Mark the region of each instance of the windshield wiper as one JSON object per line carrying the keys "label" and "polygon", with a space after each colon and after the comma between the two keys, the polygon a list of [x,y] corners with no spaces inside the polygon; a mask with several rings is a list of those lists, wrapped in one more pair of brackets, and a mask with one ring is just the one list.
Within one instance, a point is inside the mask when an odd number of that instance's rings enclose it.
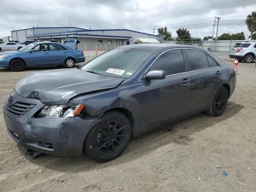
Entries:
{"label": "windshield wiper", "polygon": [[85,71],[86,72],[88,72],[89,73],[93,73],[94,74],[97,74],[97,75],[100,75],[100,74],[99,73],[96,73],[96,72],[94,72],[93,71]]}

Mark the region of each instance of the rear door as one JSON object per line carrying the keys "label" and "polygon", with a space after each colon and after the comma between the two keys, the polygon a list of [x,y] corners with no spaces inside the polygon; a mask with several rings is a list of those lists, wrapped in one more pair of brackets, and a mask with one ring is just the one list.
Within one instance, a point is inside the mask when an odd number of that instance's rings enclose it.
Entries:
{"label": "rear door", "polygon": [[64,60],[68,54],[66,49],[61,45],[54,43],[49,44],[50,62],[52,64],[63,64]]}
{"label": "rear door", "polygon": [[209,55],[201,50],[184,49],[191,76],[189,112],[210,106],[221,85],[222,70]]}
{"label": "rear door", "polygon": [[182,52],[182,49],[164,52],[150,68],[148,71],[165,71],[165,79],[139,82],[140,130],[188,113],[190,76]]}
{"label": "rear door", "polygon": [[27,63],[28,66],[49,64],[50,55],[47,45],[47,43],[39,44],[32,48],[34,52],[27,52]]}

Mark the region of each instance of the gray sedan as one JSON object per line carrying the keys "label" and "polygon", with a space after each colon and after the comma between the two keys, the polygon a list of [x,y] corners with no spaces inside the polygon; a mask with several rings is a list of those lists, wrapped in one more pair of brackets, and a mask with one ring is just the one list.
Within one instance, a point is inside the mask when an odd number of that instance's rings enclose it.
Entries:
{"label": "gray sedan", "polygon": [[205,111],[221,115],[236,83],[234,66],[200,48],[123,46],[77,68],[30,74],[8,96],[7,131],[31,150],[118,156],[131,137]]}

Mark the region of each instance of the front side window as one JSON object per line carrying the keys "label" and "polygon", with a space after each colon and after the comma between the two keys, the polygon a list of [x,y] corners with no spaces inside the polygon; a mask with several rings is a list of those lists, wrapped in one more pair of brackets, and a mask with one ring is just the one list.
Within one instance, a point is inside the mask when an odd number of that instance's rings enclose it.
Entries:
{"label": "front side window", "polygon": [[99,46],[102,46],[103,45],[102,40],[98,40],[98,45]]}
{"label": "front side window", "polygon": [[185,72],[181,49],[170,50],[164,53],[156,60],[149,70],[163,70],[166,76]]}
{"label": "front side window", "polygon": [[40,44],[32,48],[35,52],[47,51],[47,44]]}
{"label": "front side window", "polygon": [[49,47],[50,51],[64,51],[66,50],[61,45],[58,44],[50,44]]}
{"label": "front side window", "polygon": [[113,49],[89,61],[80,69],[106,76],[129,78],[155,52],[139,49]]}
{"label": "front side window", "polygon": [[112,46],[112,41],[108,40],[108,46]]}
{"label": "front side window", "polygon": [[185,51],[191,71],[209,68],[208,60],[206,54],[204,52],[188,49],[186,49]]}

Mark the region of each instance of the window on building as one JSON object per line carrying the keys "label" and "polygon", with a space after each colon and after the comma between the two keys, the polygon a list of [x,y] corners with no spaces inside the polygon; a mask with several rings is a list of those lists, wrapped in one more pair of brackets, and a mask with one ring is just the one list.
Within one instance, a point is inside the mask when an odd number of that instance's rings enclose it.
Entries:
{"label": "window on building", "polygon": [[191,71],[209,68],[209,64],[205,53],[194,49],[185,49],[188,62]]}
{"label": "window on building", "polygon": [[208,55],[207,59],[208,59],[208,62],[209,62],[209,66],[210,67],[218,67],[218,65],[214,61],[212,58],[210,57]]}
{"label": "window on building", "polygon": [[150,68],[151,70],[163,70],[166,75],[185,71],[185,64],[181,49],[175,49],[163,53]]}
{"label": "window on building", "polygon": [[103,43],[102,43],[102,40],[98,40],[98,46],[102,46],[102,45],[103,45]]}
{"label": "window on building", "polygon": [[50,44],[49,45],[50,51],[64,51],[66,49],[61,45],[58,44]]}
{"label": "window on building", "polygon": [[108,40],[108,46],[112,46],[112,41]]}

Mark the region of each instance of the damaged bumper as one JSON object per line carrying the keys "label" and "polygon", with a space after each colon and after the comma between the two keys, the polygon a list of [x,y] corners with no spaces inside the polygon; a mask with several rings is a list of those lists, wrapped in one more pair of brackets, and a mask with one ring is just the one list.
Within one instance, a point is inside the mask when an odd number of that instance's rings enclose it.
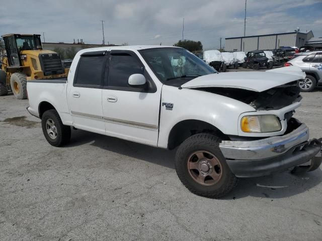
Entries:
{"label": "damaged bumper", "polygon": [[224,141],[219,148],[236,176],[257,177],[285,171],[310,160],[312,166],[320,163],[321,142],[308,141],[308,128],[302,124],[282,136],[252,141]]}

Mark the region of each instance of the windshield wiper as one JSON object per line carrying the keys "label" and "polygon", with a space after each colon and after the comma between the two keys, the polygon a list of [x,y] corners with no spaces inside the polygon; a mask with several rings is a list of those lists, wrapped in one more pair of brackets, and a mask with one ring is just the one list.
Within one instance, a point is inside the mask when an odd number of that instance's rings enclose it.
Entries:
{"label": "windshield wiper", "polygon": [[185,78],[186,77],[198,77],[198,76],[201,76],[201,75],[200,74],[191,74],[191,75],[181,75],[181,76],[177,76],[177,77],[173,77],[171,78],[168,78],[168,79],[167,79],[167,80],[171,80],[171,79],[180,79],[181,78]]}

==

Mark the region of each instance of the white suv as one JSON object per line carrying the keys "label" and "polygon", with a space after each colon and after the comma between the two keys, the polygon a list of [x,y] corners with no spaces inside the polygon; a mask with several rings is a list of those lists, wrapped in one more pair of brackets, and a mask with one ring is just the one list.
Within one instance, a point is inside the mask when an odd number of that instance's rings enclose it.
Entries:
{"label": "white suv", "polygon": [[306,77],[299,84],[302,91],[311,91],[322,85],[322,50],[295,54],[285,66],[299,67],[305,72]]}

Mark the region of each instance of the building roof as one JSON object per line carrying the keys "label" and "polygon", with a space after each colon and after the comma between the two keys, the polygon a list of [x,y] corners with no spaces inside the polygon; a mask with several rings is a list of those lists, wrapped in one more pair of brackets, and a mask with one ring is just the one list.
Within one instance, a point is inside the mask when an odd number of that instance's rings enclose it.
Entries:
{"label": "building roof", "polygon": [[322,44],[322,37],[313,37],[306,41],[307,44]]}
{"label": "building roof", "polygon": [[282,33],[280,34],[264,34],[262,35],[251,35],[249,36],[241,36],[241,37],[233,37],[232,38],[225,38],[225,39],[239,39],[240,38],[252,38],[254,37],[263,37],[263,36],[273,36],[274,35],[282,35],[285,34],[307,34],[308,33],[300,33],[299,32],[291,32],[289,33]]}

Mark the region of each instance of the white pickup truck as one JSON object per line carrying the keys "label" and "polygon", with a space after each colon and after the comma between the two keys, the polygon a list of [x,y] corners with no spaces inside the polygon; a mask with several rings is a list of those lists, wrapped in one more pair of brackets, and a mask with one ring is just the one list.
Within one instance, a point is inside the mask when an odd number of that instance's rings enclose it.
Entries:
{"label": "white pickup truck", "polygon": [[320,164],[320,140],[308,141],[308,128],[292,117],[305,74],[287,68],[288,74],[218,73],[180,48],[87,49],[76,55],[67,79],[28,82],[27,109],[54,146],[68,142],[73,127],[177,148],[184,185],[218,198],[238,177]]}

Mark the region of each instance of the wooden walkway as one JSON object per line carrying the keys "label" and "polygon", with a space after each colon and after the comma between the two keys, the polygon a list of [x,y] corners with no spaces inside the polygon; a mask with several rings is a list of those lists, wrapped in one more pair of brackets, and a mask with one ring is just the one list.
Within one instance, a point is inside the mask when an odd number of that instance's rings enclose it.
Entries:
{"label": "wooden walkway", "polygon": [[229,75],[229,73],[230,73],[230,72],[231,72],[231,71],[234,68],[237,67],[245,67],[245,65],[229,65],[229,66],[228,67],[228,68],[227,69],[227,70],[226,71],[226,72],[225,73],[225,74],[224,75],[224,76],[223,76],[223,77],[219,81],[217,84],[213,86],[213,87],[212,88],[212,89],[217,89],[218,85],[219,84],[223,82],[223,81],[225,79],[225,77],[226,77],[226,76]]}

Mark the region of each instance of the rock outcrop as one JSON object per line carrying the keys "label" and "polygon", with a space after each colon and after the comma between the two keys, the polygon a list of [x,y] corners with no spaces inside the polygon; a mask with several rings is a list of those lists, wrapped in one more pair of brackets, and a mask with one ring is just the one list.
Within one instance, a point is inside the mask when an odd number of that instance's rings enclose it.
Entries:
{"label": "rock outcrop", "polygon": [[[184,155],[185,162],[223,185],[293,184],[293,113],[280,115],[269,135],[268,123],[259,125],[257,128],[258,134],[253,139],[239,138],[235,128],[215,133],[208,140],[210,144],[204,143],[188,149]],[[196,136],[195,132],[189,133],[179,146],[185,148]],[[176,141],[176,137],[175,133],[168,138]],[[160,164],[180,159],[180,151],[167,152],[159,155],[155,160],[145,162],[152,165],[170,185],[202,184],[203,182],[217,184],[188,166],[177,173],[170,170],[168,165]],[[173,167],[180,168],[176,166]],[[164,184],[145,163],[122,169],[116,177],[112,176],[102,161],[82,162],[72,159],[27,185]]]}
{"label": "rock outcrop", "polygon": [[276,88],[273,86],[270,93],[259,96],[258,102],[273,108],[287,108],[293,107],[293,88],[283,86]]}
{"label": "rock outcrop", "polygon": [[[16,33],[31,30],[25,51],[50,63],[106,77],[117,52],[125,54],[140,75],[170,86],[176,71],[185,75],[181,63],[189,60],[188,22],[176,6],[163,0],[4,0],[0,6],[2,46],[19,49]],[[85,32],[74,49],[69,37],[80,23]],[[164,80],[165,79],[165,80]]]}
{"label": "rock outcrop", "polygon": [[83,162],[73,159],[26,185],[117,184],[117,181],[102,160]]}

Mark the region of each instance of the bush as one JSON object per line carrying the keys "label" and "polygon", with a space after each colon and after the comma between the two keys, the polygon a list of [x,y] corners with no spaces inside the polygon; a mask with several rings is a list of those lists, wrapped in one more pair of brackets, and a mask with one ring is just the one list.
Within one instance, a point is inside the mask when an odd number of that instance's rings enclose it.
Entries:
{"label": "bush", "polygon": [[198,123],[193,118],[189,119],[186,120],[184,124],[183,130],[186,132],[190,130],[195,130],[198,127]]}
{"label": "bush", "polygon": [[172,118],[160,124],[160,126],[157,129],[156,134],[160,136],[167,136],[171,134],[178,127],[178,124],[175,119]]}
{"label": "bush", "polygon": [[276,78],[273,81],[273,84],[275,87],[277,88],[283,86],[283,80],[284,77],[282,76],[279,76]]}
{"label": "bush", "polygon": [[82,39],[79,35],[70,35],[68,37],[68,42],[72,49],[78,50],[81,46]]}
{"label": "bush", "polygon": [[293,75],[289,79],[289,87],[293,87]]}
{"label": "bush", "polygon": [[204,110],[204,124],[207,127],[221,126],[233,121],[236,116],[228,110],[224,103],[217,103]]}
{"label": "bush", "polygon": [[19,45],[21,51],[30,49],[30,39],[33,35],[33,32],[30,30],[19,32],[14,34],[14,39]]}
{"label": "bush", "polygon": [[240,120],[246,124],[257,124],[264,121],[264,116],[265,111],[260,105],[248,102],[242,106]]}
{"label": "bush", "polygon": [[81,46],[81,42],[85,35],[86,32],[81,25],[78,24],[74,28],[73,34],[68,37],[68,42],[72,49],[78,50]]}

*PROBLEM STATEMENT*
Please report every line of the material above that contains the word "truck", treating uppercase and lowercase as different.

*WRITTEN SOLUTION*
Mark the region of each instance of the white pickup truck as one JSON object per line carrying the keys "label" and "polygon", with a space after each colon and after the comma between the two keys, the polygon a list of [x,y] corners with no spaces inside the polygon; a mask with several rings is a list of those lists, wrapped in one more pair of brackets, and a mask with one ring is just the one list.
{"label": "white pickup truck", "polygon": [[320,164],[320,140],[308,141],[308,128],[292,117],[305,74],[287,68],[288,74],[218,73],[180,48],[87,49],[76,55],[67,79],[28,82],[27,109],[54,146],[68,142],[73,127],[177,148],[184,185],[218,198],[238,177]]}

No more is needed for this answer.